[A block of data]
# # # #

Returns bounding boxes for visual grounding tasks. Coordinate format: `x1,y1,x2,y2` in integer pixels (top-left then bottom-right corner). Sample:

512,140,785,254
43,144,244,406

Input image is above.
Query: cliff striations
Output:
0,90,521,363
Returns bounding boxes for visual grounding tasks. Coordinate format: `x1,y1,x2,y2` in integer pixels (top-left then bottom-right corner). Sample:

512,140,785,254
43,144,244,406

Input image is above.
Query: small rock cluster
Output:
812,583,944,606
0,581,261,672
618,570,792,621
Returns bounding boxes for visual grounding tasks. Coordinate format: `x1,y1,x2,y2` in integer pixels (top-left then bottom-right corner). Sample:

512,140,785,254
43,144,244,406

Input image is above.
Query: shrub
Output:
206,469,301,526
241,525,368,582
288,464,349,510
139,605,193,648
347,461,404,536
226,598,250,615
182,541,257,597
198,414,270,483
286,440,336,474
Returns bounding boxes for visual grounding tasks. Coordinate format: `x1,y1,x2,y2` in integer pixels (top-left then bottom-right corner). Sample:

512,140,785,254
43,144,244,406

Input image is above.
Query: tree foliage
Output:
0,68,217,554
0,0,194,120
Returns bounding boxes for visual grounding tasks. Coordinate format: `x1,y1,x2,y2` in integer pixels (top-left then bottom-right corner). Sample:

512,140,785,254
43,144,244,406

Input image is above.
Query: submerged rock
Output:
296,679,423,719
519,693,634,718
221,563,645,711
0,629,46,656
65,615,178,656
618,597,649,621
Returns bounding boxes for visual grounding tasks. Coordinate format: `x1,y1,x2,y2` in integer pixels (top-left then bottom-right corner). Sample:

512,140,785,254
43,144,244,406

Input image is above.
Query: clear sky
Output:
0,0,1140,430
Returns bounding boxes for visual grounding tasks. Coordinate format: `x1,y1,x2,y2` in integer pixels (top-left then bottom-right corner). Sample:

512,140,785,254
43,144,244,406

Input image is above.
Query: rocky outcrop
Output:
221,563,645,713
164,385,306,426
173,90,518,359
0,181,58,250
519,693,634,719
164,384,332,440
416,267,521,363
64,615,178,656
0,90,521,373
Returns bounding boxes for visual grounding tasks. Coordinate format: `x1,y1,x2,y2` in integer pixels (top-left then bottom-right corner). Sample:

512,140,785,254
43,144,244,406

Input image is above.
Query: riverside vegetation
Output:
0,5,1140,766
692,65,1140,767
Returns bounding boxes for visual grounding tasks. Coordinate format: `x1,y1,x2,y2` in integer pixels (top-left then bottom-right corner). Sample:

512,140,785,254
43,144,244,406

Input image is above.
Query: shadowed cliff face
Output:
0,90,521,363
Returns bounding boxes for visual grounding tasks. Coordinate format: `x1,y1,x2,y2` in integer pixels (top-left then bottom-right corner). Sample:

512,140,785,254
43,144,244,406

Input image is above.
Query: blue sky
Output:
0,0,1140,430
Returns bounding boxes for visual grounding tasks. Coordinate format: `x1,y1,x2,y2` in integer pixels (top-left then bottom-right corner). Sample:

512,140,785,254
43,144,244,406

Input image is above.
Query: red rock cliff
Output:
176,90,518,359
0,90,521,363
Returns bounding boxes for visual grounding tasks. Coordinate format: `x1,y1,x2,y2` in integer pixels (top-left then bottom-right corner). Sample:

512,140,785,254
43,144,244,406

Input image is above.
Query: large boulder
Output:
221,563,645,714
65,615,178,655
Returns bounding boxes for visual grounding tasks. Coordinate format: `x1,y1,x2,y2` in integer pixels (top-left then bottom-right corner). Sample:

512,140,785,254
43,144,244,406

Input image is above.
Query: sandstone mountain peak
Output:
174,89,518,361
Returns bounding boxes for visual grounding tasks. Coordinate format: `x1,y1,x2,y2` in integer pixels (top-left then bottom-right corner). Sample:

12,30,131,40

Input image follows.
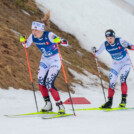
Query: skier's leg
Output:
45,59,65,113
101,64,120,108
119,64,131,107
38,57,52,112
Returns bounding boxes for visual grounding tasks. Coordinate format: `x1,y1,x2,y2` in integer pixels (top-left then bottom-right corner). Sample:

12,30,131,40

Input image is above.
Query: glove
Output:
91,47,97,53
53,37,61,43
20,35,27,43
61,40,67,45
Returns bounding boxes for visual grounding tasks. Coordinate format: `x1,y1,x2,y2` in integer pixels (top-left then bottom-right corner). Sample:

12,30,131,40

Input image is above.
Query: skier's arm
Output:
48,32,68,46
96,43,105,56
120,39,134,50
20,34,33,48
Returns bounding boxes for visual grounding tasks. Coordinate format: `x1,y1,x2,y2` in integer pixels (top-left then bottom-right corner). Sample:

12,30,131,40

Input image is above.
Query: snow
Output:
35,0,134,91
0,85,134,134
21,10,31,16
124,0,134,6
0,0,134,134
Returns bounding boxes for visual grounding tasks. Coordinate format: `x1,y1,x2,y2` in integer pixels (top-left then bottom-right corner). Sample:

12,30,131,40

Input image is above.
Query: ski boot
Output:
56,101,65,114
119,94,127,108
100,98,113,108
40,100,52,112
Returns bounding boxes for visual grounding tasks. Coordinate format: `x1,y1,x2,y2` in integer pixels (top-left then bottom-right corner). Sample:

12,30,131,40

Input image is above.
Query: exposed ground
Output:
0,0,108,91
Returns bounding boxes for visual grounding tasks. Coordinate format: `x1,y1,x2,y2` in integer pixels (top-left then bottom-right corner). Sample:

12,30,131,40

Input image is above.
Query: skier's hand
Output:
20,35,27,43
53,37,61,43
91,47,97,53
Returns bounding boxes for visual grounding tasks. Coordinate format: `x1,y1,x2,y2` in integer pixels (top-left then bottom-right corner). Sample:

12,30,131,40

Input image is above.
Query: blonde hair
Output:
37,11,50,28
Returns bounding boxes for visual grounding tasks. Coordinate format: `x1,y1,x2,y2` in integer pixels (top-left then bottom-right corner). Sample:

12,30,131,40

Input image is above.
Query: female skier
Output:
92,29,134,108
20,12,68,113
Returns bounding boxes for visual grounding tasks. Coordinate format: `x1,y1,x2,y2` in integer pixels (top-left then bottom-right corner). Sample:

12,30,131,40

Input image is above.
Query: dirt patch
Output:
0,0,108,91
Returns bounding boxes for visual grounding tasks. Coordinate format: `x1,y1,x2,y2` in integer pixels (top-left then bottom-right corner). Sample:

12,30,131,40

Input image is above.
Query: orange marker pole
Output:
57,44,76,116
94,53,106,102
23,43,38,112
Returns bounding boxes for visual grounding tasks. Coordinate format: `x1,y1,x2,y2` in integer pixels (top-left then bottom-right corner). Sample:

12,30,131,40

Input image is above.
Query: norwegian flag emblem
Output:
45,41,49,45
118,46,121,49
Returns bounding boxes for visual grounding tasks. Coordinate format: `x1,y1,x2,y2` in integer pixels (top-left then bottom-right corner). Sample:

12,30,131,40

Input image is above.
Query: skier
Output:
20,12,68,113
91,29,134,108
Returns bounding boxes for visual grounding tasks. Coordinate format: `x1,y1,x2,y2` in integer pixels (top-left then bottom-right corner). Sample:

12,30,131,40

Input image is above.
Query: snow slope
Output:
0,70,134,134
0,0,134,134
35,0,134,88
35,0,134,65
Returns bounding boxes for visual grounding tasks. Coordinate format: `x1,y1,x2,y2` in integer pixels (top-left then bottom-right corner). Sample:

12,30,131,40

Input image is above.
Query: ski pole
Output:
57,44,76,116
23,43,38,112
94,53,106,102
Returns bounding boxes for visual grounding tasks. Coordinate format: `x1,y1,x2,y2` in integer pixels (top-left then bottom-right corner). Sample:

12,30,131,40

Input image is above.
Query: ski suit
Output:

# # # #

INSTRUCTION: Output every line of the items above as a JSON list of strings, one string per line, with blank lines omitted. Leave the pictures out.

OUTPUT BELOW:
[
  "Returns bounding boxes for visual grounding tasks. Coordinate format: `x1,y1,x2,y2` in integer pixels (top-left then bottom-right corner). Sample:",
  "512,140,785,254",
  "43,144,244,406",
  "Input image is above.",
  "Query: cliff striations",
  "Output:",
  "0,90,521,363",
  "Returns bounding boxes for visual grounding tasks. Coordinate format: `x1,y1,x2,y2` in integer pixels (top-left then bottom-right corner). Sample:",
  "512,140,785,254",
  "43,144,244,406",
  "Input image is above.",
  "Query: small rock cluster",
  "Output:",
  "812,583,944,606",
  "0,581,261,672",
  "618,570,792,621",
  "Returns bounding boxes for visual grounding tasks. Coordinate format: `x1,y1,x2,y2` in integer pixels (top-left then bottom-right corner). Sample:",
  "512,140,785,254",
  "43,144,244,406",
  "Input image is above.",
  "Query: shrub",
  "Output:",
  "206,469,301,526",
  "241,525,368,582",
  "288,464,349,510",
  "139,605,193,648",
  "347,461,404,536",
  "226,598,250,615",
  "182,541,257,597",
  "198,414,270,483",
  "286,440,336,474",
  "Returns bounding boxes for visual grounding tasks. Coordinate format: `x1,y1,x2,y2` in integer pixels (top-left then bottom-right corner). Sample:",
  "512,140,785,254",
  "43,144,244,406",
  "Input image is above.",
  "Query: tree foliage",
  "Output:",
  "0,68,217,554",
  "0,0,194,120",
  "Returns bounding boxes for visual grounding tasks. Coordinate format: `x1,y1,x2,y2` in integer pixels (top-left then bottom-right corner). Sample:",
  "512,140,785,254",
  "43,144,244,406",
  "Input image is above.",
  "Query: submerged rock",
  "Output:",
  "296,679,423,719",
  "519,693,634,718",
  "221,563,645,711",
  "0,629,46,656",
  "65,615,178,656",
  "618,597,649,621",
  "Returns bounding boxes for visual grounding tasks. Coordinate format: `x1,y1,x2,y2` in integer pixels (top-left then bottom-right corner). Sample:",
  "512,140,785,254",
  "43,144,244,406",
  "Input image is above.",
  "Query: clear sky",
  "Output:",
  "0,0,1140,430",
  "Returns bounding boxes for visual grounding tasks. Coordinate format: `x1,y1,x2,y2` in integer pixels (top-left then bottom-right corner). Sample:",
  "512,140,785,254",
  "43,144,244,406",
  "Input image is above.",
  "Query: rocky outcrop",
  "Output:",
  "221,563,645,713",
  "164,385,306,426",
  "173,90,518,359",
  "0,181,58,250",
  "519,693,634,719",
  "164,384,332,440",
  "416,267,521,363",
  "64,615,178,656",
  "0,90,521,373",
  "Returns bounding boxes for visual grounding tasks. Coordinate format: `x1,y1,x2,y2` in integer pixels (top-left then bottom-right corner). Sample:",
  "512,140,785,254",
  "43,144,244,406",
  "Input image is above.",
  "Query: riverside vegetation",
  "Output:",
  "0,5,1140,766",
  "692,65,1140,767",
  "Returns bounding boxes for visual grounding tasks. Coordinate format: `x1,y1,x2,y2` in integer pixels (top-left then bottom-right corner). Sample:",
  "512,140,785,254",
  "43,144,244,406",
  "Input image is above.",
  "Query: shadowed cliff face",
  "Output:",
  "0,90,521,363",
  "Returns bounding boxes for visual grounding tasks. Coordinate format: `x1,y1,x2,y2` in integer pixels (top-left then bottom-right corner). Sample:",
  "512,140,785,254",
  "43,144,244,406",
  "Input image is above.",
  "Query: blue sky",
  "Output:",
  "0,0,1140,430",
  "Returns bounding boxes for visual grounding tasks. Coordinate format: `x1,y1,x2,y2` in integer pixels (top-left then bottom-right corner). Sample:",
  "512,140,785,254",
  "43,144,244,406",
  "Input image is above.",
  "Query: red rock cliff",
  "Output:",
  "176,90,518,359",
  "0,90,521,363",
  "Returns bounding boxes for visual grounding tasks. Coordinate format: `x1,y1,x2,y2` in integer pixels (top-left then bottom-right corner). Sample:",
  "512,140,785,254",
  "43,144,244,406",
  "Input image is above.",
  "Query: large boulder",
  "Output:",
  "221,563,645,714",
  "65,615,178,655",
  "Returns bounding boxes for visual grounding tasks. Coordinate format: `x1,y1,x2,y2` in integer pixels (top-left then bottom-right corner). Sample:",
  "512,140,785,254",
  "43,144,244,406",
  "Input image is above.",
  "Query: sandstone mountain peak",
  "Output:",
  "174,89,518,361",
  "Returns bounding boxes for visual grounding tasks. Coordinate format: `x1,y1,x2,y2` in integer pixels (top-left then bottom-right corner). Sample:",
  "12,30,131,40",
  "Input image follows.",
  "Query: skier's leg",
  "Output:",
  "45,59,65,113",
  "101,64,120,108",
  "119,64,131,107",
  "38,57,52,112",
  "Returns bounding boxes for visual grounding tasks. Coordinate format: `x1,y1,x2,y2` in integer pixels (top-left then bottom-right corner). Sample:",
  "12,30,131,40",
  "Input image is above.",
  "Query: glove",
  "Output:",
  "91,47,97,53",
  "53,37,61,43",
  "20,35,27,43",
  "61,40,67,45",
  "Returns bounding boxes for visual grounding tasks. Coordinate format: `x1,y1,x2,y2` in integer pixels (top-left then bottom-right corner). Sample:",
  "12,30,131,40",
  "Input image is above.",
  "Query: skier's arm",
  "Output:",
  "48,32,68,46",
  "96,43,105,56",
  "120,39,134,50",
  "20,34,33,48",
  "Returns bounding boxes for visual grounding tasks. Coordinate format: `x1,y1,x2,y2` in integer pixels (top-left then bottom-right corner). Sample:",
  "12,30,131,40",
  "Input image is above.",
  "Query: snow",
  "Output:",
  "35,0,134,91",
  "0,85,134,134",
  "21,10,31,16",
  "124,0,134,6",
  "0,0,134,134",
  "Returns bounding boxes for visual grounding tasks. Coordinate format: `x1,y1,x2,y2` in integer pixels (top-left then bottom-right corner). Sample:",
  "12,30,131,40",
  "Input image is above.",
  "Query: ski boot",
  "Output:",
  "56,101,65,114",
  "119,94,127,108",
  "100,98,113,108",
  "40,100,52,112",
  "Returns bounding boxes for visual grounding tasks. Coordinate format: `x1,y1,x2,y2` in integer pixels (top-left then bottom-right corner). Sample:",
  "12,30,131,40",
  "Input image is above.",
  "Query: exposed ground",
  "Output:",
  "0,0,108,91",
  "Returns bounding boxes for visual grounding tasks. Coordinate format: `x1,y1,x2,y2` in integer pixels (top-left then bottom-right corner). Sample:",
  "12,30,131,40",
  "Input image is above.",
  "Query: skier's hand",
  "Output:",
  "20,35,27,43",
  "53,37,61,43",
  "91,47,97,53",
  "Returns bounding boxes for visual grounding tasks. Coordinate format: `x1,y1,x2,y2` in integer pixels (top-left then bottom-right corner). Sample:",
  "12,30,131,40",
  "Input image is above.",
  "Query: blonde hair",
  "Output:",
  "37,11,50,28",
  "Returns bounding boxes for visual grounding tasks. Coordinate format: `x1,y1,x2,y2` in integer pixels (top-left then bottom-right corner). Sample:",
  "12,30,131,40",
  "Input image is above.",
  "Query: female skier",
  "Output:",
  "92,29,134,108",
  "20,12,68,113",
  "Returns bounding boxes for visual grounding tasks. Coordinate format: `x1,y1,x2,y2` in integer pixels (top-left then bottom-right corner). Sample:",
  "12,30,131,40",
  "Input image is above.",
  "Query: dirt patch",
  "Output:",
  "0,0,108,91",
  "Returns bounding boxes for visual grounding tasks. Coordinate format: `x1,y1,x2,y2` in integer pixels (top-left then bottom-right corner). Sample:",
  "12,30,131,40",
  "Input image is above.",
  "Query: orange marker pole",
  "Output:",
  "57,44,76,116",
  "94,53,106,102",
  "23,43,38,112",
  "Returns bounding boxes for visual grounding tasks. Coordinate format: `x1,y1,x2,y2` in integer pixels (top-left then bottom-right corner). Sample:",
  "12,30,131,40",
  "Input image is above.",
  "Query: norwegian flag emblem",
  "Output:",
  "45,41,49,45",
  "118,46,121,49",
  "Returns bounding boxes for visual grounding tasks. Coordinate format: `x1,y1,x2,y2` in integer pixels (top-left then bottom-right corner). Sample:",
  "12,30,131,40",
  "Input image is above.",
  "Query: skier",
  "Output:",
  "20,12,68,113",
  "91,29,134,108",
  "Returns bounding boxes for visual grounding tasks. Coordinate format: `x1,y1,x2,y2` in integer pixels (top-left then bottom-right corner). Sample:",
  "12,30,131,40",
  "Input image is above.",
  "Query: snow slope",
  "Output:",
  "0,70,134,134",
  "0,0,134,134",
  "35,0,134,88",
  "35,0,134,65",
  "Returns bounding boxes for visual grounding tasks. Coordinate format: `x1,y1,x2,y2` in integer pixels (top-left then bottom-right corner). Sample:",
  "12,30,131,40",
  "Input image is above.",
  "Query: ski pole",
  "Output:",
  "57,44,76,116",
  "23,43,38,112",
  "94,53,106,102",
  "Returns bounding boxes for visual grounding tasks. Coordinate format: `x1,y1,x2,y2` in integer pixels (top-left then bottom-right corner). Sample:",
  "12,30,131,40",
  "Input image is above.",
  "Query: ski suit",
  "Output:"
]